*Request*
Arrange every line of the rows below as a numbered list, skipping blank lines and leaving the pictures out.

# START OF Material provided

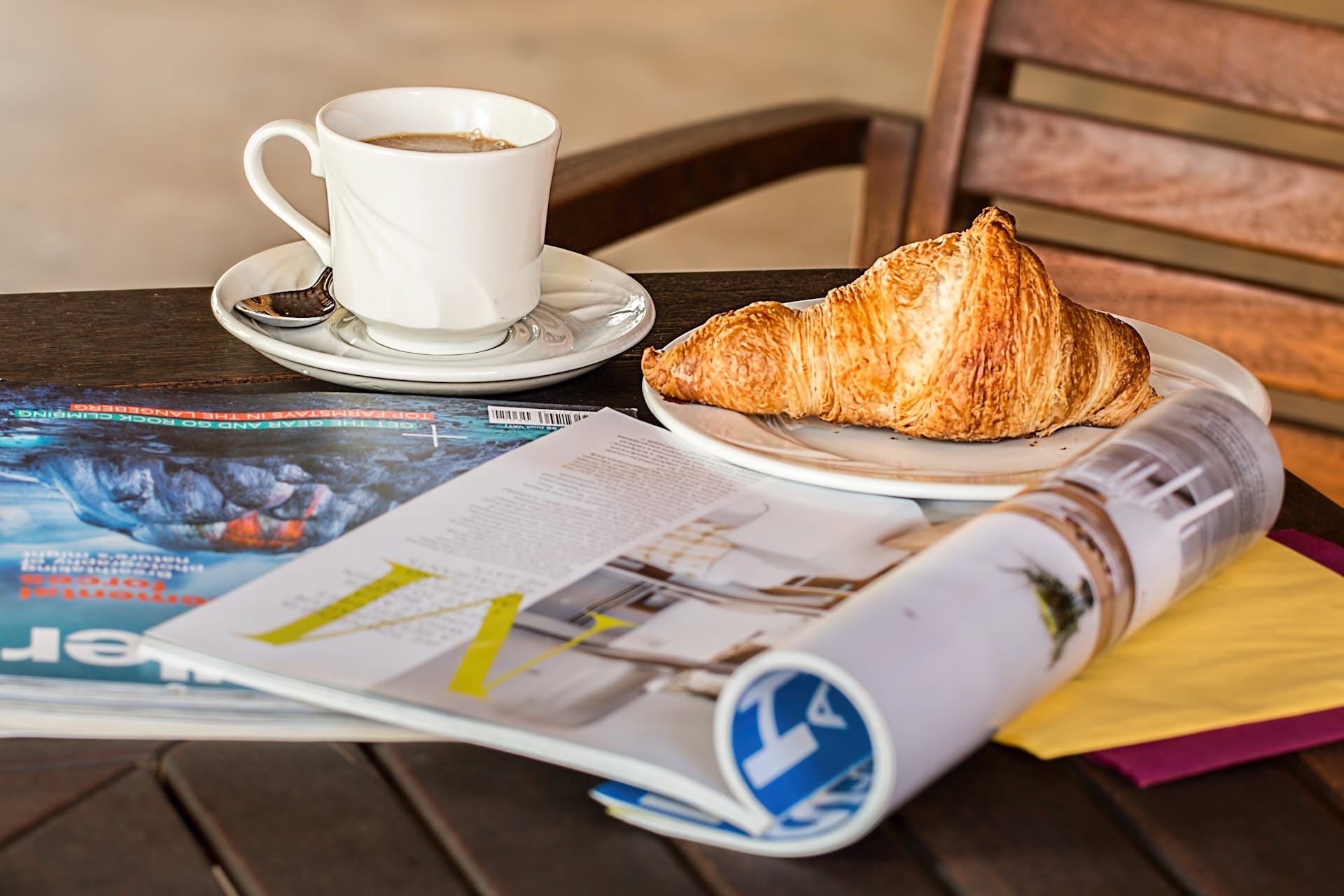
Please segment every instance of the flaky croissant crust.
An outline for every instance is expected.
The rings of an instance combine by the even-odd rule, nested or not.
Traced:
[[[810,308],[716,314],[642,368],[673,399],[962,442],[1120,426],[1159,400],[1138,333],[1060,296],[999,208]]]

# END OF Material provided

*Full output*
1. Please segment every instance of the flaky croissant crust.
2. An outline for every instance is expected.
3. The rings of an instance combine by the even-odd rule, nested or not.
4. Traced:
5. [[[810,308],[716,314],[642,368],[673,399],[962,442],[1120,426],[1159,400],[1138,333],[1060,296],[999,208]]]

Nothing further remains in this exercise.